━━━ Raw data ━━━
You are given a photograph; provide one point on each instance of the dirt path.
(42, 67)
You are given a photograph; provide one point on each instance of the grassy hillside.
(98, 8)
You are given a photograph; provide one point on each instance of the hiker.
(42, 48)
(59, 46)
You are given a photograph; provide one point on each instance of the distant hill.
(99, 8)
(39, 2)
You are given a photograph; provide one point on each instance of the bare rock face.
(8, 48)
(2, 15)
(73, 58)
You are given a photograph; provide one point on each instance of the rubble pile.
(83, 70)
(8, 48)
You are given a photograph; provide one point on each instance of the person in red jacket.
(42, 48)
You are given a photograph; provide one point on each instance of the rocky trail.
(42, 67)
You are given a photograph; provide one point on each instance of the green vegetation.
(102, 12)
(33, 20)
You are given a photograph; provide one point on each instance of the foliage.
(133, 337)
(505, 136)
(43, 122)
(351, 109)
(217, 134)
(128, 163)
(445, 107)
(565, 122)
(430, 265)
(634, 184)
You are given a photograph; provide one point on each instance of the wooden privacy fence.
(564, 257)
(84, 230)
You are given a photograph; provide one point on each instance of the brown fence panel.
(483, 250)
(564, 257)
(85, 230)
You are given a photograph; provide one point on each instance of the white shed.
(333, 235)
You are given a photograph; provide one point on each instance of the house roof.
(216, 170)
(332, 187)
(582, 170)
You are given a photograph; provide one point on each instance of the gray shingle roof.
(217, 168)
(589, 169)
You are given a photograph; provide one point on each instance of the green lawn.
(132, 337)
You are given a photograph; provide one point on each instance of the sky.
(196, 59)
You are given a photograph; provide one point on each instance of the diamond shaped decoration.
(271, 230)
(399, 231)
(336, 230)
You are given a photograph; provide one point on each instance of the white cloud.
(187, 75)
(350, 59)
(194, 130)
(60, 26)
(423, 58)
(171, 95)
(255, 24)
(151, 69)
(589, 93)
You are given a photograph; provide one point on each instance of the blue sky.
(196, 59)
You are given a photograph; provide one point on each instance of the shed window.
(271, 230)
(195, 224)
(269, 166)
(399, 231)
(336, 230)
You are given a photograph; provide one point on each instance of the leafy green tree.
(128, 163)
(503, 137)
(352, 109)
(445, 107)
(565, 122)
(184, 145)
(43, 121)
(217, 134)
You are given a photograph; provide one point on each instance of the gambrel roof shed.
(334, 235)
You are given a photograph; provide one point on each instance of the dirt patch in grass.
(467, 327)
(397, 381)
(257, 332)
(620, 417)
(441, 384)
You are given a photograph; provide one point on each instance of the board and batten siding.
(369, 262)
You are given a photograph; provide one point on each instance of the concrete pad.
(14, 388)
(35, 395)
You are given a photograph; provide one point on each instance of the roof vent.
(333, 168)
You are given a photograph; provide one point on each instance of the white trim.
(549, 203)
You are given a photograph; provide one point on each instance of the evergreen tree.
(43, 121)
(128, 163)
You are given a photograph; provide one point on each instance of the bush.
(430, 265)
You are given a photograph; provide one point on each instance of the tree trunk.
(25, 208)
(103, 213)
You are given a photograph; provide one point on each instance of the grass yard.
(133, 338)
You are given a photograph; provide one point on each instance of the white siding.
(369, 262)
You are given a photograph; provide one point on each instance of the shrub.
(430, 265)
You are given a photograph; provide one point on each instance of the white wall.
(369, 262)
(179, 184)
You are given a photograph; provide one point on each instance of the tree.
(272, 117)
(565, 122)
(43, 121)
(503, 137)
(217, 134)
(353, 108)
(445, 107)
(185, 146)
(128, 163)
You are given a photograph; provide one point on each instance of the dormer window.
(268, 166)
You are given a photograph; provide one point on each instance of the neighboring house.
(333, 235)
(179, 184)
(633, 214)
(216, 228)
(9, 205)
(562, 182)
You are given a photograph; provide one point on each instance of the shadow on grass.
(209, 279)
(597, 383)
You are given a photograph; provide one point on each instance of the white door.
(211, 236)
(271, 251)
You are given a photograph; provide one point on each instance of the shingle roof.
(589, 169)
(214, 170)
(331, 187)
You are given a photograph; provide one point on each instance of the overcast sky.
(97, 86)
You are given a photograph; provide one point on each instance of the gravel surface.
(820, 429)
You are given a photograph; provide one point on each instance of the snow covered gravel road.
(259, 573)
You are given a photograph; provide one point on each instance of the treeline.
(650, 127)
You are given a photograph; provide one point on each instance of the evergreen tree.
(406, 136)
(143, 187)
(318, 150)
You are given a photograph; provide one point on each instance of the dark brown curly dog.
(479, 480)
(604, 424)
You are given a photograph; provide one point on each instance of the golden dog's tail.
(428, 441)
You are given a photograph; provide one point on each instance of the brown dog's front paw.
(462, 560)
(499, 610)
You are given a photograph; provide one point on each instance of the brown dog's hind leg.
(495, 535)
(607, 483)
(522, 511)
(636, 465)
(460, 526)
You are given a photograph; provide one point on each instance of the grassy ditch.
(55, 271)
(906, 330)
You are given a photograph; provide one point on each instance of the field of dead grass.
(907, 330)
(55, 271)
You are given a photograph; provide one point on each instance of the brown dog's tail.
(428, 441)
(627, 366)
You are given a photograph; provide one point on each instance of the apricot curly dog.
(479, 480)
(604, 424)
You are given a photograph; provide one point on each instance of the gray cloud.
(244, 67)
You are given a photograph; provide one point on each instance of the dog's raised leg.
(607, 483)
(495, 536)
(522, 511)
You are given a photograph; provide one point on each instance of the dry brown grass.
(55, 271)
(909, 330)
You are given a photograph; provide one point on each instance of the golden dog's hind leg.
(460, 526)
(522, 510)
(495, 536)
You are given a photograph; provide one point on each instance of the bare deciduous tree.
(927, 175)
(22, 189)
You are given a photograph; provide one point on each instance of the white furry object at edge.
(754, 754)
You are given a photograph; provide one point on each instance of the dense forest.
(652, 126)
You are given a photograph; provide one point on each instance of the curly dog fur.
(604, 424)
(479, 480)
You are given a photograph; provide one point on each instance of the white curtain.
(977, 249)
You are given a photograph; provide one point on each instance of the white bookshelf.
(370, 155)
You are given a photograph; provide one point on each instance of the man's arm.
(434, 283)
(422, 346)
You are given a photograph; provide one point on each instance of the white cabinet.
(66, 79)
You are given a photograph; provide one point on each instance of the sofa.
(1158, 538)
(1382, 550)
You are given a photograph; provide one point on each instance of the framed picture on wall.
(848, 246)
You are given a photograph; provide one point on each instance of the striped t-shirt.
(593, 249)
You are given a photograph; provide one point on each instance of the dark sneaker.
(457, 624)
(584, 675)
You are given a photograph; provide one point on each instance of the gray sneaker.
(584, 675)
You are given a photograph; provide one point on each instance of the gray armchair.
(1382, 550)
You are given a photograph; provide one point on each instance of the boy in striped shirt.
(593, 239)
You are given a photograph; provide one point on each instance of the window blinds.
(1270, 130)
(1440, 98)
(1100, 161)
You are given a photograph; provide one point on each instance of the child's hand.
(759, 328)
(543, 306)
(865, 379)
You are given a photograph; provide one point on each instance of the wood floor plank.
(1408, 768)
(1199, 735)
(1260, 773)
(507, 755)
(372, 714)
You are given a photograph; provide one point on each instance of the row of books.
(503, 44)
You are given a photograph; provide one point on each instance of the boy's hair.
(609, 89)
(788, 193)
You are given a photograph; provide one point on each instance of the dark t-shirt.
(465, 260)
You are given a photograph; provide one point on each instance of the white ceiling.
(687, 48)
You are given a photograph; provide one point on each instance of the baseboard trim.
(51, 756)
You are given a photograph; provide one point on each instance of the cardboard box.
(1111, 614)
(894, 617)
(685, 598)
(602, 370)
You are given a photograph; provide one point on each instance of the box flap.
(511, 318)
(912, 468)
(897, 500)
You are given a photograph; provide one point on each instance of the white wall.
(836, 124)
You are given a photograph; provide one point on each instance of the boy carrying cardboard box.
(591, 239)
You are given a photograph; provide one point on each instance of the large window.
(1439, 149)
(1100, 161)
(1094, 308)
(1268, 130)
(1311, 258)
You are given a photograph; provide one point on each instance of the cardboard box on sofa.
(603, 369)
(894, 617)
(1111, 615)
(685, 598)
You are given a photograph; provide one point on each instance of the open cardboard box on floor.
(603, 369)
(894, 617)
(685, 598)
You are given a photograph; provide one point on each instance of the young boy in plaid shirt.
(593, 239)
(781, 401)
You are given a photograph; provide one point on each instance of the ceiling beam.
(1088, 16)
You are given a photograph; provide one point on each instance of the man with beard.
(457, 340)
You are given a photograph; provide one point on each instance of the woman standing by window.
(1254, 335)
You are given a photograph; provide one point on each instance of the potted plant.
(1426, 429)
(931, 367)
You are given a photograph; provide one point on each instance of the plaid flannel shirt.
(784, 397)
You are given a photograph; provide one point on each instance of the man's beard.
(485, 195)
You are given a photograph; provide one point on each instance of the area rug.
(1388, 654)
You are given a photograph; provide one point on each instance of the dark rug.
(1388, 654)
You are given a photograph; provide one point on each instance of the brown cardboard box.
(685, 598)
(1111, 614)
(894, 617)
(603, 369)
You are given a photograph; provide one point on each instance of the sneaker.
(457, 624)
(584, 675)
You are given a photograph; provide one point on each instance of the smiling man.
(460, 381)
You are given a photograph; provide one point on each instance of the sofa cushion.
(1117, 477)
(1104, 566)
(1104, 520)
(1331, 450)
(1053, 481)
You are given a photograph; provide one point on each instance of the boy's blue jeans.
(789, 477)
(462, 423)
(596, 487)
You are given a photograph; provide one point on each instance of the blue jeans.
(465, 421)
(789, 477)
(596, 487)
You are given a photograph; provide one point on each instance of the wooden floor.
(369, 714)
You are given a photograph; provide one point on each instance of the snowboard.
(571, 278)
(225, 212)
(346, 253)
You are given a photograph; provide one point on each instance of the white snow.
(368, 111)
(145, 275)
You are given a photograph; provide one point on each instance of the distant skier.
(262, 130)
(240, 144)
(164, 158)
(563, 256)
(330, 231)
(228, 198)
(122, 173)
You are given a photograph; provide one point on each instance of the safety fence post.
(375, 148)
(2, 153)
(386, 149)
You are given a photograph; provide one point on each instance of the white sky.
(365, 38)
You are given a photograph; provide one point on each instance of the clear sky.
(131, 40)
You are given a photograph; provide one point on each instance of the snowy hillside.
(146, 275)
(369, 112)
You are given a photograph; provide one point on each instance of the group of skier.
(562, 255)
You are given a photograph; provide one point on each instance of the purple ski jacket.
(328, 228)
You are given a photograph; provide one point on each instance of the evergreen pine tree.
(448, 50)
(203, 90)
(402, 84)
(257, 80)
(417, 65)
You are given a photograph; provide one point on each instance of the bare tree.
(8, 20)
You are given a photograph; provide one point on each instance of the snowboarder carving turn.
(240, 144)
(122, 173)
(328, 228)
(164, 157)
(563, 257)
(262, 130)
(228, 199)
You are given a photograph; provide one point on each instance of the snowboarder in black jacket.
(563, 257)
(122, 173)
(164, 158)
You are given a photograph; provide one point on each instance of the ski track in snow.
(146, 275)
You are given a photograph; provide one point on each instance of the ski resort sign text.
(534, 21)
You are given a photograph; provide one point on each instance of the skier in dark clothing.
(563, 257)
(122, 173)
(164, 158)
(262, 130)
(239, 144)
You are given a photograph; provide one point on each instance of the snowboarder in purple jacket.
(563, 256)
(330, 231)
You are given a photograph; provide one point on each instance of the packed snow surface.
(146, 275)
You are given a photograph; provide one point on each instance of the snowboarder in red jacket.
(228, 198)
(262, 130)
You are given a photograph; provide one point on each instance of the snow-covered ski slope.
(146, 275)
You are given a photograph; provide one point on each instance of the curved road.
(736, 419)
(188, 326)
━━━
**What the task requires**:
Write out exactly the final stretch of the listing above, beginning at the line that contains "group of skier." and ending at its last line, with nothing added.

**Finished task**:
You are given a photograph; provide one point on each instance of the group of skier.
(562, 255)
You are given a photograph; provide one point on each instance of the purple ski jacket.
(328, 228)
You are given a photograph; provide one point on each instance of the evergreen pine tree.
(448, 50)
(203, 90)
(402, 84)
(257, 80)
(417, 65)
You are given a photograph; provide one point on each instance of the bare tree.
(8, 20)
You are given a photograph; provide one point on each instance of the snowboarder carving turn.
(240, 144)
(122, 173)
(328, 228)
(164, 157)
(563, 257)
(262, 130)
(228, 199)
You are given a photograph; provide one point on each instance of the snowboarder in black jacket.
(563, 257)
(122, 173)
(164, 158)
You are given a photograph; provide one point on each instance of the ski track in snow.
(146, 275)
You are given a photograph; provide one point on each instance of the ski resort sign text.
(534, 21)
You are given a photograph; provide one point on each instance of the skier in dark clothing.
(563, 257)
(122, 173)
(164, 158)
(262, 130)
(239, 144)
You are given a photograph; provide one point on each instance of the snowboarder in purple jacket.
(563, 256)
(330, 231)
You are given a photograph; provide one point on each instance of the packed snow surface.
(146, 275)
You are given a photograph; provide one point on each instance of the snowboarder in red jacket.
(228, 198)
(262, 130)
You are given a photograph; provide one point on each instance of the snow-covered ski slope.
(146, 275)
You are given a photograph; provide one point on each instance of the curved road.
(736, 419)
(188, 326)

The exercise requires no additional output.